* **The request**
Rewrite every one of the records below, replacing "play diagram" with "scouting report" and keeping everything else the same. Leave the pictures out of your answer.

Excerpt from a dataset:

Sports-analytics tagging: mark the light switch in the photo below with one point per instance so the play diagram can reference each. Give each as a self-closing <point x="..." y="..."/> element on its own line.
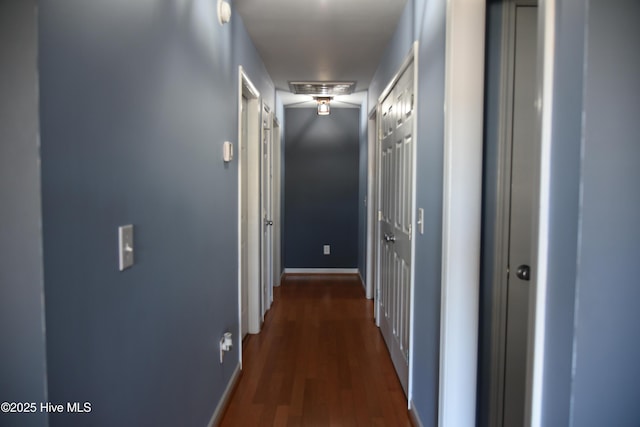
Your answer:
<point x="227" y="151"/>
<point x="125" y="246"/>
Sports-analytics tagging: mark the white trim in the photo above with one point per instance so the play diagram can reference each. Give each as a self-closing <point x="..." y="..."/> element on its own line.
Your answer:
<point x="462" y="191"/>
<point x="535" y="368"/>
<point x="415" y="416"/>
<point x="372" y="202"/>
<point x="253" y="270"/>
<point x="216" y="418"/>
<point x="321" y="271"/>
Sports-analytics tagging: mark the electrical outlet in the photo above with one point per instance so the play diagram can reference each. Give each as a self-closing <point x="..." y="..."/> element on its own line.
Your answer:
<point x="125" y="246"/>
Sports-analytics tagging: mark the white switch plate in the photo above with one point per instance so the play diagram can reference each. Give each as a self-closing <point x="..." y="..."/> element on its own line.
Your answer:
<point x="227" y="151"/>
<point x="125" y="246"/>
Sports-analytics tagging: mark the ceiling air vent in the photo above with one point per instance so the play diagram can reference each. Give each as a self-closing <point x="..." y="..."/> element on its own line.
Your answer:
<point x="322" y="88"/>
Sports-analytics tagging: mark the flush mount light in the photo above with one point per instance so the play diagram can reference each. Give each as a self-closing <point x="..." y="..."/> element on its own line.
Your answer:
<point x="323" y="105"/>
<point x="322" y="88"/>
<point x="224" y="12"/>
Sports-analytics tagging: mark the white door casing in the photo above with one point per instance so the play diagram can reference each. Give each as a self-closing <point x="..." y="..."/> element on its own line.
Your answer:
<point x="275" y="202"/>
<point x="243" y="274"/>
<point x="397" y="182"/>
<point x="266" y="185"/>
<point x="248" y="208"/>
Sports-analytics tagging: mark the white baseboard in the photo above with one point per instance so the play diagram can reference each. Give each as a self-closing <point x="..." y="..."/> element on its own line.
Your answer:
<point x="216" y="418"/>
<point x="415" y="418"/>
<point x="320" y="271"/>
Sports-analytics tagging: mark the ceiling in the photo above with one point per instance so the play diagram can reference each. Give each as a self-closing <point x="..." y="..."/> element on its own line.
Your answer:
<point x="320" y="40"/>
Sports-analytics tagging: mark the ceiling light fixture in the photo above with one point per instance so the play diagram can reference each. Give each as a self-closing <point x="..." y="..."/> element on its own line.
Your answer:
<point x="322" y="88"/>
<point x="323" y="105"/>
<point x="224" y="12"/>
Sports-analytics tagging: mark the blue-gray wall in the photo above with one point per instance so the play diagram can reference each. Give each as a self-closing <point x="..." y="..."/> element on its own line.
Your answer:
<point x="424" y="21"/>
<point x="321" y="187"/>
<point x="592" y="281"/>
<point x="22" y="352"/>
<point x="136" y="101"/>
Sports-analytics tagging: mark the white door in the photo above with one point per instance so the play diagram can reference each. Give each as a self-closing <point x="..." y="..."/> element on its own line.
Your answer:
<point x="244" y="221"/>
<point x="267" y="216"/>
<point x="523" y="187"/>
<point x="396" y="207"/>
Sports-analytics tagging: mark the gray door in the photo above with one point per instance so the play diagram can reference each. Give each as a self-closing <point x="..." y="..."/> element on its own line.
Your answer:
<point x="523" y="187"/>
<point x="396" y="207"/>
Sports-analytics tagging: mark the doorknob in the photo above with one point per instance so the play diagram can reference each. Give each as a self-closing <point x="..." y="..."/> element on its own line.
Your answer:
<point x="523" y="272"/>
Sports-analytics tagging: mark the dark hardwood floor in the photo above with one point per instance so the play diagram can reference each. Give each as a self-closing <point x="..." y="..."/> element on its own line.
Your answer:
<point x="319" y="361"/>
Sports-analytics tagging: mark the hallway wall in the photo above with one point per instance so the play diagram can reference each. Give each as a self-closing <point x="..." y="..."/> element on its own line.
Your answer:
<point x="321" y="188"/>
<point x="592" y="265"/>
<point x="23" y="356"/>
<point x="136" y="101"/>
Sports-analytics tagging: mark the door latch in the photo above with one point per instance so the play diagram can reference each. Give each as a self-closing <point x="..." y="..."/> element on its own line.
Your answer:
<point x="523" y="272"/>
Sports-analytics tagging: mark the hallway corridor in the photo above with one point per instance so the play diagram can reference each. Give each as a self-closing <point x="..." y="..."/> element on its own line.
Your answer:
<point x="319" y="360"/>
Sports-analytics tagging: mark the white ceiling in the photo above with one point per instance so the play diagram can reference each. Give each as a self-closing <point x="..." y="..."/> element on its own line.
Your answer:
<point x="320" y="40"/>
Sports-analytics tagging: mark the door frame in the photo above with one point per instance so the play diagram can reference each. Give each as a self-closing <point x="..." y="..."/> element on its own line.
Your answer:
<point x="372" y="203"/>
<point x="503" y="208"/>
<point x="411" y="59"/>
<point x="252" y="186"/>
<point x="266" y="259"/>
<point x="276" y="200"/>
<point x="461" y="211"/>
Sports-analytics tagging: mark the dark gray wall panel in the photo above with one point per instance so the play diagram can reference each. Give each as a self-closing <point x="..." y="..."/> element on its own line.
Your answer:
<point x="607" y="338"/>
<point x="22" y="358"/>
<point x="321" y="187"/>
<point x="564" y="211"/>
<point x="136" y="101"/>
<point x="493" y="58"/>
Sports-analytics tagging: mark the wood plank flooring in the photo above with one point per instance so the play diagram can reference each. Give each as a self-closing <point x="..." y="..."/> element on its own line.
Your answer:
<point x="319" y="361"/>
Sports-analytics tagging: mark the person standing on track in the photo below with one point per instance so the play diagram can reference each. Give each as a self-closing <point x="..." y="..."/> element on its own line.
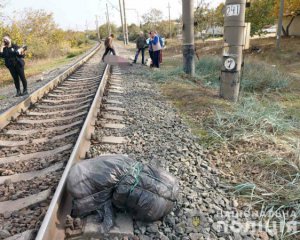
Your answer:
<point x="108" y="43"/>
<point x="150" y="49"/>
<point x="13" y="56"/>
<point x="140" y="45"/>
<point x="156" y="47"/>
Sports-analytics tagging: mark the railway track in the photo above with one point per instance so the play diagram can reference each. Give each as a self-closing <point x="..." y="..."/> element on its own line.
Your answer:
<point x="40" y="140"/>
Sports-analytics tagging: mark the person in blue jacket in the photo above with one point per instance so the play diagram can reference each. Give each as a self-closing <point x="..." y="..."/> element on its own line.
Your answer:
<point x="13" y="56"/>
<point x="156" y="47"/>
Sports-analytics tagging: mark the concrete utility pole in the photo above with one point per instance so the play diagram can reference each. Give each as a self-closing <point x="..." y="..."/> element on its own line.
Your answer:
<point x="97" y="29"/>
<point x="121" y="15"/>
<point x="108" y="22"/>
<point x="279" y="27"/>
<point x="125" y="22"/>
<point x="188" y="48"/>
<point x="234" y="25"/>
<point x="170" y="31"/>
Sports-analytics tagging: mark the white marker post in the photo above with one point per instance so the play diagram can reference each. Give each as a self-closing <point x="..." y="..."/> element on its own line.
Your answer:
<point x="234" y="25"/>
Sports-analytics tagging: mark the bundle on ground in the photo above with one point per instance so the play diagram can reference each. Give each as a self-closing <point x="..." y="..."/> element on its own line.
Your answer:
<point x="97" y="184"/>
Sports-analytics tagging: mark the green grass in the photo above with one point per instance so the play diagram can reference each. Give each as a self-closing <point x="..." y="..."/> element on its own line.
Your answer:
<point x="252" y="116"/>
<point x="256" y="76"/>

* **Task answer**
Sports-analytics tagging: mark the light switch in the photo below with one point per instance so the scouting report can reference each. Give each as a self-closing <point x="..." y="..."/> element on its own line.
Your answer:
<point x="227" y="151"/>
<point x="125" y="246"/>
Sports-analytics tagging: mark the white trim in the photo above with one point per instance so the scouting report can reference each. Give each as a self-closing <point x="..." y="..."/> element on its own line.
Your answer:
<point x="462" y="191"/>
<point x="535" y="368"/>
<point x="415" y="416"/>
<point x="372" y="202"/>
<point x="253" y="270"/>
<point x="216" y="418"/>
<point x="321" y="271"/>
Sports-analytics tagging: mark the electrical outlet in the photo above with one point per instance so the scouting report can reference each. Give each as a self-closing <point x="..." y="..."/> element on its own line.
Your answer:
<point x="125" y="246"/>
Sports-analytics tagging: mark the white switch plate in the photo above with one point per instance so the scouting report can reference each. Give each as a self-closing <point x="..." y="..."/> element on its own line.
Your answer:
<point x="227" y="151"/>
<point x="125" y="246"/>
Sports-analytics tagging: mark the ceiling air vent in the photo above with one point per instance so the scouting report can reference each. Give each as a self-closing <point x="..." y="..."/> element on its own line.
Your answer:
<point x="322" y="88"/>
Sports-analytics tagging: mark the flush mount light in the photo above with one point per instance so the scouting report can reference each. Give each as a self-closing <point x="..." y="..."/> element on its own line.
Your answer:
<point x="323" y="105"/>
<point x="322" y="88"/>
<point x="224" y="12"/>
Sports-analytics tagging: mark the white door casing in the photo above with one point per instance so the scouting report can reference each. Give each as a self-closing <point x="..." y="..."/> element on its own line.
Your answer:
<point x="275" y="202"/>
<point x="243" y="274"/>
<point x="397" y="182"/>
<point x="266" y="185"/>
<point x="248" y="208"/>
Sports-analytics tagging: mark the white baseboard in the photo above with one point per instance so the scouting report can reference each. Give each as a self-closing <point x="..." y="..."/> element on its own line.
Your answer:
<point x="216" y="418"/>
<point x="415" y="418"/>
<point x="320" y="271"/>
Sports-analytics tagging: mark the ceiling in the photo above with one point per instance so the scouting report can reference each. Give each as a self-closing <point x="..." y="..."/> element on its own line.
Your answer:
<point x="320" y="40"/>
Sports-analytics tagging: mark the ceiling light fixture in the photo above with one point per instance so the scouting report can reference each. Give each as a self-closing <point x="..." y="..."/> element on its own line.
Your answer:
<point x="322" y="88"/>
<point x="323" y="105"/>
<point x="224" y="12"/>
Sports-analytics tagging: mark the blue-gray wall in the photo above with one point per instance so the scouting report can reference each. Give each as a self-closing <point x="..." y="..."/> element on its own line.
Your answer:
<point x="424" y="21"/>
<point x="321" y="187"/>
<point x="592" y="281"/>
<point x="22" y="352"/>
<point x="136" y="101"/>
Sports-analytics tagging: mark the white door in the photo above with one point per instance so the scouting report can reference each. Give each as a self-closing <point x="..." y="..."/> element on its own line.
Your answer:
<point x="244" y="221"/>
<point x="267" y="216"/>
<point x="523" y="187"/>
<point x="396" y="207"/>
Sports-analytics tagging: mark the gray door in the photo above with one point per instance so the scouting report can reference each. Give each as a self-closing <point x="..." y="..."/> element on its own line.
Your answer:
<point x="523" y="187"/>
<point x="396" y="207"/>
Sports-analytics tagging: mark the doorknob in the photo above with one point per instance so the scouting report can reference each. Give each as a self-closing <point x="..." y="..."/> element on its own line.
Your answer:
<point x="523" y="272"/>
Sports-analytics tagging: mark the dark hardwood floor in the photo above with one point per instance so the scouting report can reference each. Give each as a self-closing <point x="..." y="..."/> element on its own line.
Your answer:
<point x="319" y="361"/>
Sports-analytics tagging: mark the hallway wall in the photo above with one point per instance so the scouting report can reference each. Give each as a self-closing <point x="..." y="..."/> element on its own line.
Your answer:
<point x="321" y="188"/>
<point x="592" y="265"/>
<point x="23" y="356"/>
<point x="136" y="101"/>
Sports-analytics tagging: mark the door latch in the photo above with one point per instance so the scouting report can reference each. Give each as a self-closing <point x="..." y="..."/> element on its own line.
Your answer:
<point x="523" y="272"/>
Sports-analytics tagging: mark the hallway corridor in the photo above with one point per instance so the scouting report can reference each. Give each as a self-closing <point x="..." y="..."/> element on its own line.
Your answer:
<point x="319" y="360"/>
Sports-analytics tagging: mark the white ceiling in the photo above with one point per instance so the scouting report can reference each. Give each as a self-closing <point x="..." y="..."/> element on its own line.
Your answer:
<point x="320" y="40"/>
Sports-analytics tagging: mark the door frame in the photo above with one point per instance so the scouting report can reference each. Give each as a self-closing <point x="..." y="..."/> element on its own line.
Your answer:
<point x="372" y="203"/>
<point x="503" y="208"/>
<point x="411" y="59"/>
<point x="252" y="186"/>
<point x="266" y="259"/>
<point x="276" y="200"/>
<point x="461" y="211"/>
Sports-analytics tagging: mark the dark gray wall panel in the photo above with one point per instance so the scouting report can reference each. Give each as a self-closing <point x="..." y="..."/> element on its own line.
Your answer:
<point x="607" y="338"/>
<point x="22" y="358"/>
<point x="321" y="187"/>
<point x="564" y="211"/>
<point x="136" y="101"/>
<point x="493" y="58"/>
Sports-analytics tagging: mark the wood plank flooring in the photo above with one point per instance so the scouting report can reference each. Give each as a self-closing <point x="..." y="..."/> element on its own line.
Your answer:
<point x="319" y="361"/>
Sports-analytics tagging: mark the person standing on track in the photo below with one point per instance so the scouting report can reference each. Give each as a self-closing <point x="..." y="..."/> element on its own line.
Your answer:
<point x="108" y="43"/>
<point x="150" y="49"/>
<point x="13" y="56"/>
<point x="140" y="45"/>
<point x="156" y="47"/>
Sports-analytics tagging: mark the railway track in the photo above with one point per instance so the scouting report can reference each. Give each as a self-closing <point x="..." y="..."/> element on its own line.
Your answer:
<point x="40" y="140"/>
Sports-analytics tagging: mark the person in blue jacket in the photo above with one point per instance so the scouting report can reference each. Give each as a self-closing <point x="..." y="..."/> element on its own line.
Your answer:
<point x="13" y="56"/>
<point x="156" y="47"/>
Sports-analytics tagging: mark the concrete utility pole in the photo above with one point per instance so the scouting report can reference each. Give each as a self-closing <point x="..." y="..."/> element on its own line.
Your answer:
<point x="97" y="29"/>
<point x="121" y="15"/>
<point x="108" y="22"/>
<point x="279" y="27"/>
<point x="125" y="22"/>
<point x="188" y="48"/>
<point x="234" y="25"/>
<point x="170" y="31"/>
Sports-analytics tagging: mark the white marker post in the photo above with one point per instance so the scouting report can reference each. Give each as a self-closing <point x="..." y="..."/> element on its own line.
Your answer:
<point x="234" y="25"/>
Sports-analytics tagging: mark the bundle on ground in the photo above with one point per instance so the scouting report can reference each. Give each as a self-closing <point x="..." y="..."/> element on its own line.
Your answer:
<point x="97" y="184"/>
Sports-analytics tagging: mark the green grass in the photo above with one point per instance so the scouting report can reference each. Give each as a self-closing <point x="..." y="..."/> element on its own line.
Your answer:
<point x="252" y="116"/>
<point x="256" y="76"/>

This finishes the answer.